─── EXERCISE INPUTS ───

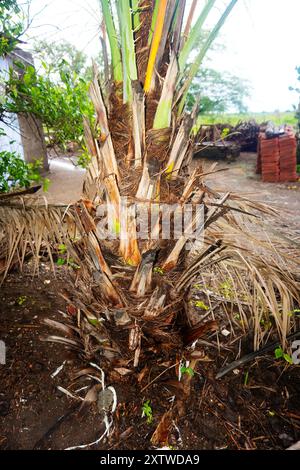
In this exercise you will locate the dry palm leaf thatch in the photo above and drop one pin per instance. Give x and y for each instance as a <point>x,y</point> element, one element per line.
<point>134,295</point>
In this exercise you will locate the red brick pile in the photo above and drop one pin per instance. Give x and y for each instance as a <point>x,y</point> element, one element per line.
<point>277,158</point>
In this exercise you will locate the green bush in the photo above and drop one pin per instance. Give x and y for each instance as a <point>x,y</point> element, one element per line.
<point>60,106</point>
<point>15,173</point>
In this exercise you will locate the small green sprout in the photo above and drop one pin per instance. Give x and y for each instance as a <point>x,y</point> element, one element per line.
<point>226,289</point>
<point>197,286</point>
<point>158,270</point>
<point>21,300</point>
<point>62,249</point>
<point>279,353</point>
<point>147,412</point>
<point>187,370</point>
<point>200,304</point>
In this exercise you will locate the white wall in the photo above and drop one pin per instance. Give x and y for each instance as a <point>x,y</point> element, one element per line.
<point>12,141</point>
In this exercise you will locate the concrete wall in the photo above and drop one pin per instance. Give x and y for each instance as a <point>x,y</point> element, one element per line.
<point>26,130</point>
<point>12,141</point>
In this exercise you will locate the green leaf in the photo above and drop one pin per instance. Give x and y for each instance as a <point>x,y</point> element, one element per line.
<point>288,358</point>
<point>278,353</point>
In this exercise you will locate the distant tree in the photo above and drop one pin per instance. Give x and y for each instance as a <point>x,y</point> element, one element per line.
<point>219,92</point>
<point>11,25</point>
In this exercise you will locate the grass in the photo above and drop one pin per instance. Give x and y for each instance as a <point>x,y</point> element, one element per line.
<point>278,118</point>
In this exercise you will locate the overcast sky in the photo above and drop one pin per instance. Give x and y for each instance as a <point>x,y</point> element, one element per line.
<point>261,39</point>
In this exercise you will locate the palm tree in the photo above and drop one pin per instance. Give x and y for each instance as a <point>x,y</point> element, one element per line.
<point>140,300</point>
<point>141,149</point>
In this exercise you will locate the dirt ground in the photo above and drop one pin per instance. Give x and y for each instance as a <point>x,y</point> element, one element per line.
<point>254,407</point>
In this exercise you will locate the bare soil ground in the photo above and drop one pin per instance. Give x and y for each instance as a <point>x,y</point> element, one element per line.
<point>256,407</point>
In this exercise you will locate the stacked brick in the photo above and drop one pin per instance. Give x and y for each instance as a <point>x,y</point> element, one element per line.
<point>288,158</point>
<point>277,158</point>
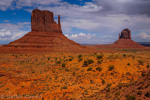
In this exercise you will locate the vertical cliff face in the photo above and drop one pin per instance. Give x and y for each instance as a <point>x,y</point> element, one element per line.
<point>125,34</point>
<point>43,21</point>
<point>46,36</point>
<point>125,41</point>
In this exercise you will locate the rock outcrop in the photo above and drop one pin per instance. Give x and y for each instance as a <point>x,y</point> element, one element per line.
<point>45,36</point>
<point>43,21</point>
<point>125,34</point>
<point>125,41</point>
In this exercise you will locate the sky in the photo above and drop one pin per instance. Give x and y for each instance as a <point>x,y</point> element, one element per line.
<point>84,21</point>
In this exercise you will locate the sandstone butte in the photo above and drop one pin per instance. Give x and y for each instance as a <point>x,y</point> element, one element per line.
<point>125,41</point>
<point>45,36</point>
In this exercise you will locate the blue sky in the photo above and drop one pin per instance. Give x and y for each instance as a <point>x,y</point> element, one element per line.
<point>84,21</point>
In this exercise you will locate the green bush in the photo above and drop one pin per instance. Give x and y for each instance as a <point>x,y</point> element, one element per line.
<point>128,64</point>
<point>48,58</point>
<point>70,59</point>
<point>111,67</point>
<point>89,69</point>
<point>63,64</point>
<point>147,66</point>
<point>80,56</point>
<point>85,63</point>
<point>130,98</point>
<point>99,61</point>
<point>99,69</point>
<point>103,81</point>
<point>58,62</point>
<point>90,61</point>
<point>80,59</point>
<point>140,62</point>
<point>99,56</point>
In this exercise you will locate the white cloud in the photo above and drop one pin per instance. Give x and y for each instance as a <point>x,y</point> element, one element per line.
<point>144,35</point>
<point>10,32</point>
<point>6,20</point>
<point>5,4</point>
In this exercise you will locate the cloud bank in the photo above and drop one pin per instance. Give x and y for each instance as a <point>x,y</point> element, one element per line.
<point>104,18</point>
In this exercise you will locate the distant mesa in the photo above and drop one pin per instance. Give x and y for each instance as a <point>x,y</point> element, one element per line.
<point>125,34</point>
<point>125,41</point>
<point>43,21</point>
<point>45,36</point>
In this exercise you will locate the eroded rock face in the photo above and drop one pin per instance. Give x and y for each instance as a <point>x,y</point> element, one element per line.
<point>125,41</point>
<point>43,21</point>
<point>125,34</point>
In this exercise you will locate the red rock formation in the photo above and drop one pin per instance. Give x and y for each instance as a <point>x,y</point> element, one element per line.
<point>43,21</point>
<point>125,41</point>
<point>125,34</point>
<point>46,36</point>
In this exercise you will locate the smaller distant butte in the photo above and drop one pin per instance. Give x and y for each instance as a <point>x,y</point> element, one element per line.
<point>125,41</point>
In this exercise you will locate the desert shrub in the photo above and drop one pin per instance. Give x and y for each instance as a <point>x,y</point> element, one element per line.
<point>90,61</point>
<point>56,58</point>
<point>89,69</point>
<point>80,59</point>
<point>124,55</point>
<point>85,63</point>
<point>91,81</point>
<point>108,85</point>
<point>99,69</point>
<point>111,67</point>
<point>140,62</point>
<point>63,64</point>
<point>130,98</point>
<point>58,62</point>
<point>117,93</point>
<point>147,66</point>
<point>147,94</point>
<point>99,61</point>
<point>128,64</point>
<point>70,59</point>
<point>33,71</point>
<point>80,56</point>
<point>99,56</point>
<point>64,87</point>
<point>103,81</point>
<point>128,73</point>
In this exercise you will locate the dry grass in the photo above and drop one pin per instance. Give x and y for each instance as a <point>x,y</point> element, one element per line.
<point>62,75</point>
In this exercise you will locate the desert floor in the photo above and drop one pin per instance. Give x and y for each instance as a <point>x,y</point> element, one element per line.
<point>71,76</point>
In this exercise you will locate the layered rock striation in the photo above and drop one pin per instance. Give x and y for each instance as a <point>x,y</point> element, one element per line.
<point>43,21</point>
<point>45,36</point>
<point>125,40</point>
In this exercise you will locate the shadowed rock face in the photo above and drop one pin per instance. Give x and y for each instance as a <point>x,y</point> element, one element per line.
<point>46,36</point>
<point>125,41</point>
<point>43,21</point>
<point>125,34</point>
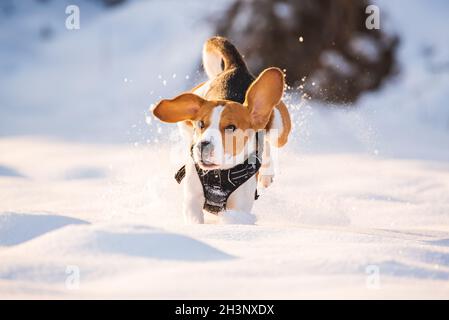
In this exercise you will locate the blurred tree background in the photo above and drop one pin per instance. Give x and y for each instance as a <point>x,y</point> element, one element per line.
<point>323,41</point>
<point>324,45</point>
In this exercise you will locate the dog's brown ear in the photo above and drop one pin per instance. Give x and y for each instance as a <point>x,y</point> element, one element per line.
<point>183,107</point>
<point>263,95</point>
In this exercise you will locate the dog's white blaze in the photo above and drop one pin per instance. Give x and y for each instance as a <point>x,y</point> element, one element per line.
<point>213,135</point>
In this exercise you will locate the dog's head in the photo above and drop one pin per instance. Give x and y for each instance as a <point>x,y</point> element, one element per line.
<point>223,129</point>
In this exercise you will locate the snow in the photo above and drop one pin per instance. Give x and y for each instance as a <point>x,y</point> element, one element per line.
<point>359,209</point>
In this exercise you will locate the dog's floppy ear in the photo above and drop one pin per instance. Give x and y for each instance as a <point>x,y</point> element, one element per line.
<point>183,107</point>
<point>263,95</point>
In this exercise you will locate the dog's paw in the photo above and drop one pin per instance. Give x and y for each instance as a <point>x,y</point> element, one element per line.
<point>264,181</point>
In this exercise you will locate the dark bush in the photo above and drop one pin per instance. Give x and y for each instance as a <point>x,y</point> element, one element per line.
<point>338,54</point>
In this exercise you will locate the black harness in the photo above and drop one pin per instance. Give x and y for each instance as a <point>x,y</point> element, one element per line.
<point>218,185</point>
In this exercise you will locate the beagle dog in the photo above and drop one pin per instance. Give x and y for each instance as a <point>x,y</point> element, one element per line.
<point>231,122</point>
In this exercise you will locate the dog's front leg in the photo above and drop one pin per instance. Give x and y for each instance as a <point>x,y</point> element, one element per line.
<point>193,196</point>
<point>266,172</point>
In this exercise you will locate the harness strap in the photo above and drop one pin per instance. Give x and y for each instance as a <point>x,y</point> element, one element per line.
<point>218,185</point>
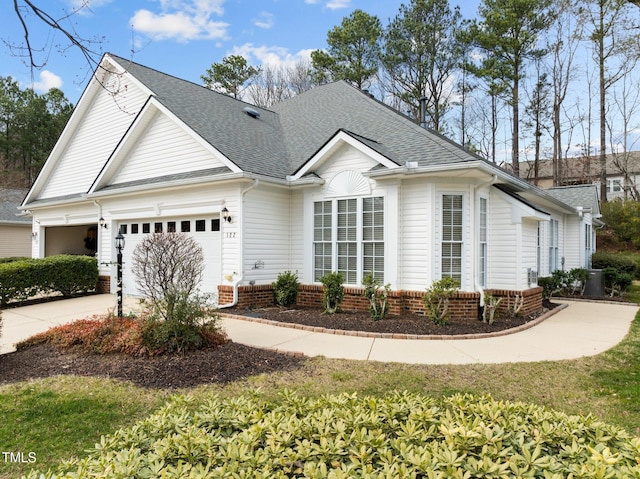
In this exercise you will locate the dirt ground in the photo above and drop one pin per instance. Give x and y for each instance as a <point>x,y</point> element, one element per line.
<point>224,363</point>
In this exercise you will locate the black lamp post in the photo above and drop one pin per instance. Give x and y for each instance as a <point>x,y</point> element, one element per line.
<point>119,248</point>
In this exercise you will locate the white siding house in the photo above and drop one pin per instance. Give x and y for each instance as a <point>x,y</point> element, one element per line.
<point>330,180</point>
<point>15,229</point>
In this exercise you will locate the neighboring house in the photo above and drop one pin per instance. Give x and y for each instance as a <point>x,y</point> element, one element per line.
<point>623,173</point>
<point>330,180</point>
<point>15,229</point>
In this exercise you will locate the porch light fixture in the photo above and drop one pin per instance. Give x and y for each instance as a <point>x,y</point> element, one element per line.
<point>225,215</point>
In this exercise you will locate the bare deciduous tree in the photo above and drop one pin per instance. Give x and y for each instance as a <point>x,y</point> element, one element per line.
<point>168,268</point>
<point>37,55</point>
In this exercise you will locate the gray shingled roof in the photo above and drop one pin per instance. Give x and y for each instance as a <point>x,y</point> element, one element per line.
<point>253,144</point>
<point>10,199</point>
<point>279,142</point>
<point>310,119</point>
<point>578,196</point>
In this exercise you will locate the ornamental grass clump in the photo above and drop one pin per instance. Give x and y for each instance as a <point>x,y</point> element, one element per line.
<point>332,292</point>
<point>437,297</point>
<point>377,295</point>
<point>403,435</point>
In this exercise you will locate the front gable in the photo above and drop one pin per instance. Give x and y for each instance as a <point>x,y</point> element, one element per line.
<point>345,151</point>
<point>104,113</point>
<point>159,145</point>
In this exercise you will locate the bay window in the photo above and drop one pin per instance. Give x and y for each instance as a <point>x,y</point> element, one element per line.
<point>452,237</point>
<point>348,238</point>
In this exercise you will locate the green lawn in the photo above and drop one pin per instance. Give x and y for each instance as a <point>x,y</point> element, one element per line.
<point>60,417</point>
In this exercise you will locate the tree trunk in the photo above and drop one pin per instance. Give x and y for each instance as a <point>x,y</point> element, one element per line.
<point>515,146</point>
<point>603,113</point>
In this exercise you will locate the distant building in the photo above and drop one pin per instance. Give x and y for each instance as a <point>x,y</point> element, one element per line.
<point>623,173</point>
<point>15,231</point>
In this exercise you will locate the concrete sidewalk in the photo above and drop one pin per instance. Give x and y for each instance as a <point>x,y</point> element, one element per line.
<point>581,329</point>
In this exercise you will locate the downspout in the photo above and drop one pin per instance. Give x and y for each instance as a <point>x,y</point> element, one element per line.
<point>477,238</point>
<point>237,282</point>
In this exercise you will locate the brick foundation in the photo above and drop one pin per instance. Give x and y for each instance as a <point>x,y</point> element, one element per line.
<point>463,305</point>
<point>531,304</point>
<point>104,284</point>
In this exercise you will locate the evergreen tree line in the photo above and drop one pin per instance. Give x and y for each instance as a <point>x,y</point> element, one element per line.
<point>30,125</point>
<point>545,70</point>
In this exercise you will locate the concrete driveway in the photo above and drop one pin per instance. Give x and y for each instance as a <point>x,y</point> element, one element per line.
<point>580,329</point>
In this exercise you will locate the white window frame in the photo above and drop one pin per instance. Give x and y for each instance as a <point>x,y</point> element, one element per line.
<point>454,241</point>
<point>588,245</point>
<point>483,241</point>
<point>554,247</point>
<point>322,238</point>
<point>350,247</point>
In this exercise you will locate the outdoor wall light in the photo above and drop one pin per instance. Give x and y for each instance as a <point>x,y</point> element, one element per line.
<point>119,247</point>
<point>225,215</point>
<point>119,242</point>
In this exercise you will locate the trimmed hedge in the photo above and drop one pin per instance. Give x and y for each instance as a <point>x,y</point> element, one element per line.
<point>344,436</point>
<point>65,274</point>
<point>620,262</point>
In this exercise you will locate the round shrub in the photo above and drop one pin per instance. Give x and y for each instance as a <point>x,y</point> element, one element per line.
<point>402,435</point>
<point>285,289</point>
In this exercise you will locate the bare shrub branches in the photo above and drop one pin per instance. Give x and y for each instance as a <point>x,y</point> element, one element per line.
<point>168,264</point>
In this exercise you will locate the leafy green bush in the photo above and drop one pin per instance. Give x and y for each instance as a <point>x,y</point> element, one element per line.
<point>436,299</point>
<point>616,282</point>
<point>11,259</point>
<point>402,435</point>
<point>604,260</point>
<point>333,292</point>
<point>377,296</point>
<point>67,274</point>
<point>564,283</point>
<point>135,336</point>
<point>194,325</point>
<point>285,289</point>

───

**REQUEST:**
Rewrite every line in the stretch from the line containing "In this exercise you will locate the trimmed" through the line containing "<point>168,264</point>", with each x and y point coordinate offset by 139. Leave all other text in those lines unchanged.

**OUTPUT:**
In this exercise you will locate the trimmed hedge in the photo above and drop one pin per instance. Give x and y for each instance as a <point>x,y</point> element, one element per line.
<point>483,575</point>
<point>204,413</point>
<point>759,401</point>
In this exercise you will locate the round shrub in the photo above and drop one pin per instance. Give x and y for each instance as a <point>x,y</point> element, one element per line.
<point>541,574</point>
<point>424,428</point>
In this exercise you will locate the bare shrub branches in the photo above and drop one pin per instance. Give x and y for each instance as a <point>x,y</point> element, one element per line.
<point>307,403</point>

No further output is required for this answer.